> [REQUIRED TASKS]
- 1) Transcribe part of the trigonometry simplification. Begin at the words "Use (a + b)^2" and stop after "x ))/(1+ 2*sin*x*cos x)".
- 2) Answer these questions from the trigonometry simplification.
(a) Which algebraic identity is used to expand the numerator?
(b) What does the expression simplify to?
(c) What double angle identity is recognized in the denominator?
- 3) Write the next part of the trigonometry simplification, beginning after its last line.

> [SUPPLIED PASSAGE]

The expression to be simplified is (sinx + cosx)^2/(1+ 2*sin*x*cos x)

(sinx + cosx)^2/(1+ 2*sin*x*cos x)

Use (a + b)^2 = a^2 + b^2 + 2*a*b

=> ((sin x)^2 + (cos x)^2 + 2*sin x*cos x )/(1+ 2*sin*x*cos x)

use the relation that (sin x)^2 + (cos x)^2 = 1

=> (1 + 2*sin x*cos x ))/(1+ 2*sin*x*cos x)

=> 1

**The expression (sin x + cos x)^2/(1+ 2*sin*x*cos x) simplifies to 1.**

We'll recognize to denominator the double angle identity:

2 sin x*cos x = sin (2x)

> [INFORMATION PROVIDED]
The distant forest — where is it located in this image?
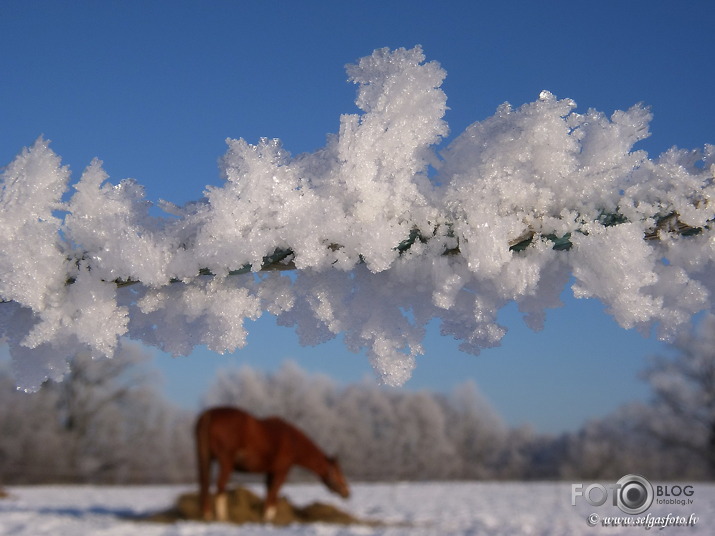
...
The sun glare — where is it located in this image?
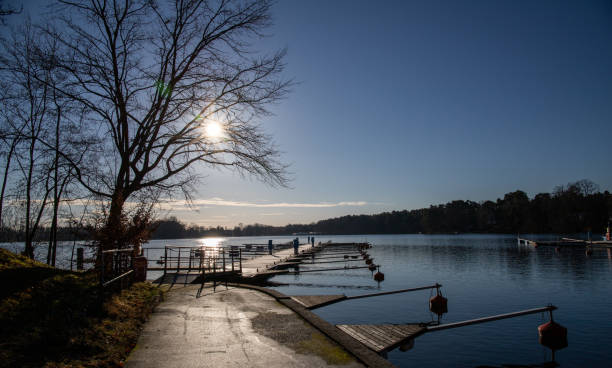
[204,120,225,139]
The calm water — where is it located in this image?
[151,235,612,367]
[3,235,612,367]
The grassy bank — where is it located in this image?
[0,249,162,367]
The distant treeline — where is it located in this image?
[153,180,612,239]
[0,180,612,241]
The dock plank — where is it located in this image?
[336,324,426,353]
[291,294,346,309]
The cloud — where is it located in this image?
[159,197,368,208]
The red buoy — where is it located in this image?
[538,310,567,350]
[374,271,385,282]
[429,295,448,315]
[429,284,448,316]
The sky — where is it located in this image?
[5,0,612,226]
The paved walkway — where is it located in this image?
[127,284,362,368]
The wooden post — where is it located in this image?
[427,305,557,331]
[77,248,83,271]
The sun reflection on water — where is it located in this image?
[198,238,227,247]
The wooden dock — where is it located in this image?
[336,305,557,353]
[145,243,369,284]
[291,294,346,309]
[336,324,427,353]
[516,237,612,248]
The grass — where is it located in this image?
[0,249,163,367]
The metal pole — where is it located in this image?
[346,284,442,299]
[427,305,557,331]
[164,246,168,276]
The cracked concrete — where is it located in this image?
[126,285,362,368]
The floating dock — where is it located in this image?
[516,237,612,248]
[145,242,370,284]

> [SOLVED TASKS]
- 1)
Use (a + b)^2 = a^2 + b^2 + 2*a*b

=> ((sin x)^2 + (cos x)^2 + 2*sin x*cos x )/(1+ 2*sin*x*cos x)

use the relation that (sin x)^2 + (cos x)^2 = 1

=> (1 + 2*sin x*cos x ))/(1+ 2*sin*x*cos x)

- 2)
(a) (a + b)^2 = a^2 + b^2 + 2*a*b
(b) 1
(c) 2 sin x*cos x = sin (2x)

- 3)
We'll expand the binomial from numerator:

(sin x)^2 + 2sin x*cos x + (cos x)^2

We'll use the Pythagorean identity and we'll get:

(sin x)^2 + (cos x)^2 = 1

The numerator will become:

1 + sin (2x)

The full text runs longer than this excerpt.